[begin EXERCISE INPUTS]
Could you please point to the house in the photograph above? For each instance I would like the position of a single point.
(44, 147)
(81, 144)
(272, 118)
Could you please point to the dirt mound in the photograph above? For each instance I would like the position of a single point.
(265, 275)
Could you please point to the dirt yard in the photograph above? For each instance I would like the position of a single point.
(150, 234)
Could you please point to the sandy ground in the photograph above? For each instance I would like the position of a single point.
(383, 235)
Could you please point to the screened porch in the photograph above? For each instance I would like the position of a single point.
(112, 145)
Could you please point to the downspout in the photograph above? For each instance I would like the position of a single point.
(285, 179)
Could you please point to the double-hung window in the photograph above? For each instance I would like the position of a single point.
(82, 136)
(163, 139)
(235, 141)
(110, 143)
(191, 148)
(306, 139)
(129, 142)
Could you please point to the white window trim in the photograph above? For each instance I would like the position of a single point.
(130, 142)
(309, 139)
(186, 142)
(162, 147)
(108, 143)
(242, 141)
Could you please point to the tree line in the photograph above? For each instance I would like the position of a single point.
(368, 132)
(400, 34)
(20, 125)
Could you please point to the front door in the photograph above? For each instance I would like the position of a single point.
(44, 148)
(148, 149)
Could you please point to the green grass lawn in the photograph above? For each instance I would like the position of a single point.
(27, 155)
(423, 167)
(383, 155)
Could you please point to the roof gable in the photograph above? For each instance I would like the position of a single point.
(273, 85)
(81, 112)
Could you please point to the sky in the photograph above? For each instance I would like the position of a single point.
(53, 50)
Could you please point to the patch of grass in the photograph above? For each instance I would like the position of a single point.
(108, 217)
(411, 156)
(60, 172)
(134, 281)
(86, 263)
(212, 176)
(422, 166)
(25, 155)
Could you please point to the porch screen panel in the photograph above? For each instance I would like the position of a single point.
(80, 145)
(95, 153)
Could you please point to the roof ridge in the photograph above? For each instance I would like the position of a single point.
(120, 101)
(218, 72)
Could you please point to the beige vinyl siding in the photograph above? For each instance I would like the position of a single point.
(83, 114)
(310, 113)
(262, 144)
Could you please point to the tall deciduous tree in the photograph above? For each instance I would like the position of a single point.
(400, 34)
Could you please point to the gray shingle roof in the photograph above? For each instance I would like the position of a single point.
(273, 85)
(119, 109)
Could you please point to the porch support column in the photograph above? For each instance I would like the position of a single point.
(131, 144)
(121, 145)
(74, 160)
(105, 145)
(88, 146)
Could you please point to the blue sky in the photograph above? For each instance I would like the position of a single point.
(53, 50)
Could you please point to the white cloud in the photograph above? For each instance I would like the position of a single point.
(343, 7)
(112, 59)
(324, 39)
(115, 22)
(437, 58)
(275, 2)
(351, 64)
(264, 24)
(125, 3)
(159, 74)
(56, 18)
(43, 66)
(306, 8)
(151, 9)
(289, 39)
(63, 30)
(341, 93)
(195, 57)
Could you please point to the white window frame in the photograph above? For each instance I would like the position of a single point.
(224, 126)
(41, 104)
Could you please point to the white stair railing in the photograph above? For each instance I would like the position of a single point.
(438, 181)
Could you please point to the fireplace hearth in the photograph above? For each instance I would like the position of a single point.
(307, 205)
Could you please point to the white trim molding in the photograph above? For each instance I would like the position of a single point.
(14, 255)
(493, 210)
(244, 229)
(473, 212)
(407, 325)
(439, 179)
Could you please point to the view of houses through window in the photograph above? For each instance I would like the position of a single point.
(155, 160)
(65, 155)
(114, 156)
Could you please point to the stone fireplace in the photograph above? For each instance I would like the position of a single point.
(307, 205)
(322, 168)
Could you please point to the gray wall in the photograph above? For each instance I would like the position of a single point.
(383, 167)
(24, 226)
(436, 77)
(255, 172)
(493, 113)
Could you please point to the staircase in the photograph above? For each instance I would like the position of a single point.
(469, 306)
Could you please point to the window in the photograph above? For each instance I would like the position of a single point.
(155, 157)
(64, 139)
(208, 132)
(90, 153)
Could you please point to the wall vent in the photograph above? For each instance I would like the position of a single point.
[end EXERCISE INPUTS]
From the line holding "Could you please point to the stone" down to the final line above, quote every line exactly and only those lines.

COMPLETE OUTPUT:
Could you please point to the stone fireplace in the photograph above? For each instance I would like the position of a single point.
(307, 205)
(322, 168)
Could you please point to the gray wall in the photograph above? For each instance I would like the position of a single point.
(383, 167)
(24, 226)
(436, 77)
(255, 172)
(493, 113)
Could you please point to the staircase in the photograph above? For each instance I would like the position of a single point.
(469, 306)
Could you please point to the window in the photograph above? For each instance I would like the position of a single point.
(155, 157)
(64, 139)
(208, 132)
(90, 153)
Could you please point to the wall vent in the photograph above? For each instance I would like the position of a single point.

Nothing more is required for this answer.